## Begin
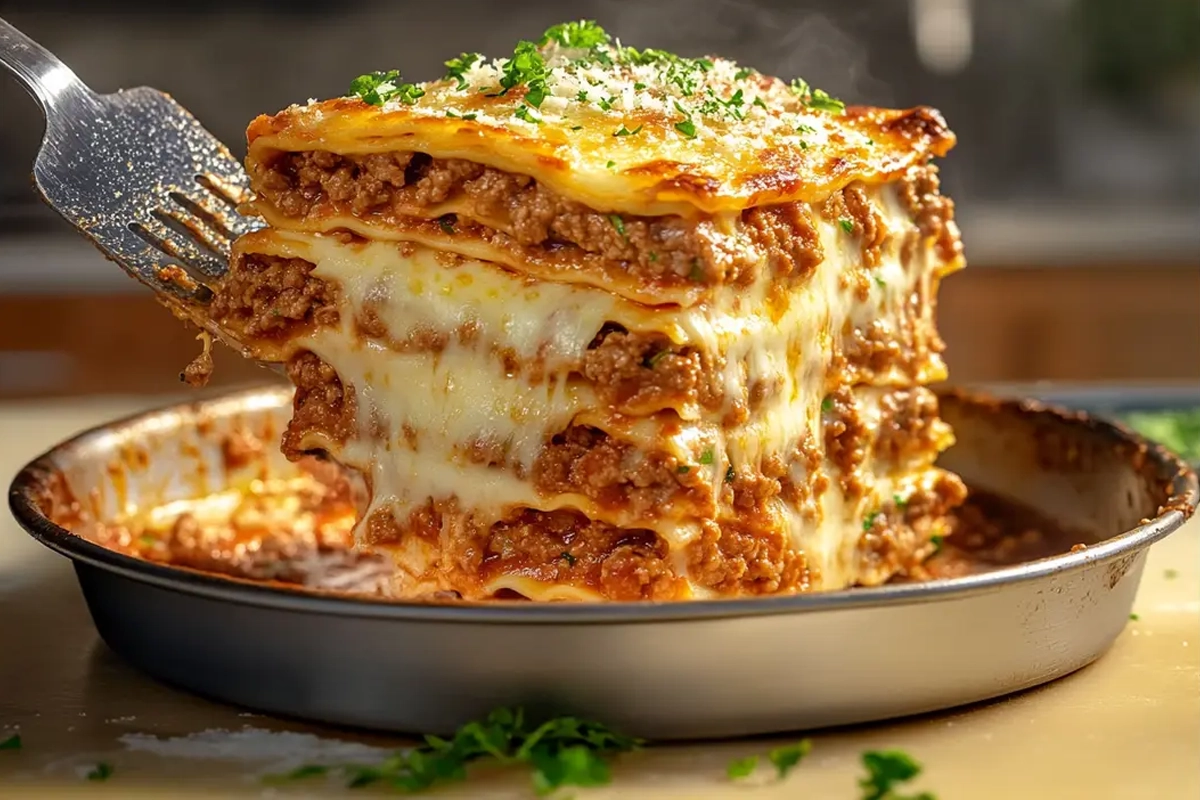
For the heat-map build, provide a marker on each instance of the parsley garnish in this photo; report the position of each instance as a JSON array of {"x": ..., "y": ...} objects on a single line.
[
  {"x": 579, "y": 35},
  {"x": 741, "y": 768},
  {"x": 816, "y": 98},
  {"x": 885, "y": 770},
  {"x": 457, "y": 67},
  {"x": 523, "y": 113},
  {"x": 786, "y": 758},
  {"x": 563, "y": 751},
  {"x": 377, "y": 88},
  {"x": 101, "y": 771},
  {"x": 528, "y": 68}
]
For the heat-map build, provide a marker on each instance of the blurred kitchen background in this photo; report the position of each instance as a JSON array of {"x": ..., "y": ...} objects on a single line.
[{"x": 1077, "y": 175}]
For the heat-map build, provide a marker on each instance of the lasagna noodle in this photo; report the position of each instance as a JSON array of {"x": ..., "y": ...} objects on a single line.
[{"x": 679, "y": 359}]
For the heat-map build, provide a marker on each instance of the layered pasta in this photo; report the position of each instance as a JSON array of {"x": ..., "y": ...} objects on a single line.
[{"x": 597, "y": 323}]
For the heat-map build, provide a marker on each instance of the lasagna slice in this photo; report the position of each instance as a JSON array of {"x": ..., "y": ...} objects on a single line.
[{"x": 598, "y": 323}]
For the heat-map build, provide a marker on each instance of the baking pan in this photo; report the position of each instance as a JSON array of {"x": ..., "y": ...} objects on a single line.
[{"x": 660, "y": 671}]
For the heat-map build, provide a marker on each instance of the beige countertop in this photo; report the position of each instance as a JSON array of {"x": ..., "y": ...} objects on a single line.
[{"x": 1125, "y": 727}]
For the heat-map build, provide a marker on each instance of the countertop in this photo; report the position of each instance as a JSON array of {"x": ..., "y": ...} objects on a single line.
[{"x": 1126, "y": 727}]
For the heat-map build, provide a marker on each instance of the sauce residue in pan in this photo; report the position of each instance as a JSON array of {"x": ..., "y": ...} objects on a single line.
[{"x": 295, "y": 533}]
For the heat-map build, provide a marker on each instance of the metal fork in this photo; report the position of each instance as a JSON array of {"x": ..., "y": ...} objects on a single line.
[{"x": 138, "y": 175}]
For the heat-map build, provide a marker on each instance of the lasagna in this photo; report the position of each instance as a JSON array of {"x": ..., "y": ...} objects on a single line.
[{"x": 598, "y": 323}]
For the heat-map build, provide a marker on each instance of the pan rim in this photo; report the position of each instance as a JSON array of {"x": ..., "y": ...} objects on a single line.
[{"x": 1183, "y": 498}]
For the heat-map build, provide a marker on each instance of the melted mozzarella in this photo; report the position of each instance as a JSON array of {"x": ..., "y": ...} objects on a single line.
[{"x": 460, "y": 391}]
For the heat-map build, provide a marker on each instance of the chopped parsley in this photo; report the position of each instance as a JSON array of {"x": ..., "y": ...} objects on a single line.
[
  {"x": 581, "y": 35},
  {"x": 527, "y": 68},
  {"x": 887, "y": 769},
  {"x": 456, "y": 68},
  {"x": 816, "y": 98},
  {"x": 741, "y": 768},
  {"x": 101, "y": 771},
  {"x": 523, "y": 113},
  {"x": 1179, "y": 429},
  {"x": 786, "y": 758},
  {"x": 377, "y": 88},
  {"x": 562, "y": 751}
]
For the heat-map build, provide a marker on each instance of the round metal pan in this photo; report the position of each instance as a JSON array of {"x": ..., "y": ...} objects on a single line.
[{"x": 661, "y": 671}]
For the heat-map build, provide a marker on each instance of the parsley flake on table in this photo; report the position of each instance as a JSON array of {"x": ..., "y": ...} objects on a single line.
[
  {"x": 885, "y": 771},
  {"x": 101, "y": 771},
  {"x": 741, "y": 768},
  {"x": 562, "y": 751}
]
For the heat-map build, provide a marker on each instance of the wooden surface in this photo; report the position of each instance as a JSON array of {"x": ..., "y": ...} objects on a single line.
[
  {"x": 1126, "y": 728},
  {"x": 1001, "y": 325}
]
## End
*Exercise*:
Images should not appear in the copy; retype the listing above exactly.

*Response for this exercise*:
For the heat-map build, provide a marker on each instance of the parsley garnish in this photo; report the position of each instance as a JSON array of {"x": ..., "y": ...} objects on a single line.
[
  {"x": 579, "y": 35},
  {"x": 741, "y": 768},
  {"x": 816, "y": 98},
  {"x": 885, "y": 770},
  {"x": 457, "y": 67},
  {"x": 523, "y": 113},
  {"x": 786, "y": 758},
  {"x": 563, "y": 751},
  {"x": 377, "y": 88},
  {"x": 101, "y": 771},
  {"x": 528, "y": 68}
]
For the heat-map build, provide a marker on each instance of the blurred kitchen background in this photo; report the position of each instance as a JSON array of {"x": ..., "y": ...} objects on a single line.
[{"x": 1077, "y": 175}]
For the heat-map build, provide a marker on each instance of the lasagna noodle in this photo; report the position of each instance as a JSON array of {"x": ..., "y": ...} objects on a single line.
[{"x": 679, "y": 359}]
For the heat-map build, provide a marker on each instance of the layered pasta in this photo; report the position of each instance as a JSON array of {"x": ..., "y": ...} objects on a single line.
[{"x": 597, "y": 323}]
For the heat-map build, provide a marker on each instance of the lasagna slice in this photo; report the position of each instance as a JSON array of {"x": ..., "y": ...} objects on a single line.
[{"x": 598, "y": 323}]
For the heat-map build, provide a marker on each instance of the baking pan in this photo; report the position of each instance as a JSON array of {"x": ..., "y": ...} objects on a single line.
[{"x": 660, "y": 671}]
For the heat-map build, provide a marker on each instance of the beige countertop in this photo; report the position of each instance as a JSON array of {"x": ..., "y": ...} objects on a single line.
[{"x": 1125, "y": 727}]
For the heat-map build, provide a marker on each instance of the countertop in this photo; report the position of each instance as a JSON array of {"x": ..., "y": ...} objects on a single line.
[{"x": 1126, "y": 727}]
For the heat-map build, provide a marker on each instance of the sauce residue in pan in this photo; report the position of each instance as a JSON array of {"x": ..., "y": ...} objects on a single line.
[{"x": 295, "y": 533}]
For the heat-map build, provide a marker on each instance of the metal fork in this photo; report the position of each instance as a JSON array of {"x": ..., "y": ...} objects on a single line.
[{"x": 138, "y": 175}]
For the heat-map build, provide a marker on each instance of the lasagna in this photo; report the position of each instance as a JSON array of {"x": ..., "y": ...} objects on a single line.
[{"x": 598, "y": 323}]
For the heat-map build, provide a marker on each instance of the pan rim in this photo; report the position of each instance as a JSON array of {"x": ..., "y": ...} objects on a single line.
[{"x": 1183, "y": 498}]
For the heat-map build, provide a marker on each instance of the melted mozzarella in this photo; report the position of each instance as a JSON array of {"x": ..., "y": ...} objects on a single line.
[{"x": 460, "y": 391}]
For the heat-map build, provide a marker on each instance of the chopped parsley in this photo; report the position of each instance as a JSON array of {"x": ..., "y": ...} objects on a single line.
[
  {"x": 581, "y": 35},
  {"x": 527, "y": 68},
  {"x": 887, "y": 769},
  {"x": 456, "y": 68},
  {"x": 816, "y": 98},
  {"x": 741, "y": 768},
  {"x": 101, "y": 771},
  {"x": 523, "y": 113},
  {"x": 1179, "y": 429},
  {"x": 786, "y": 758},
  {"x": 377, "y": 88},
  {"x": 562, "y": 751}
]
For the heat-map build, provide a marker on each instance of the round metal pan in this photo; report the position of each instance as a JSON array of {"x": ..., "y": ...} objects on a single line.
[{"x": 661, "y": 671}]
For the heat-map build, provide a marker on each instance of the parsley flake on table in this photo; report the position of each instance as a JSON array of {"x": ..., "y": ...} objects on a single line.
[
  {"x": 885, "y": 771},
  {"x": 101, "y": 771},
  {"x": 741, "y": 768},
  {"x": 562, "y": 751}
]
For the heat-map build, provide a marker on each instance of the wooden surface in this photo; report the position of each instance as a JSON array of {"x": ..., "y": ...} objects on a single line.
[
  {"x": 1126, "y": 728},
  {"x": 1001, "y": 325}
]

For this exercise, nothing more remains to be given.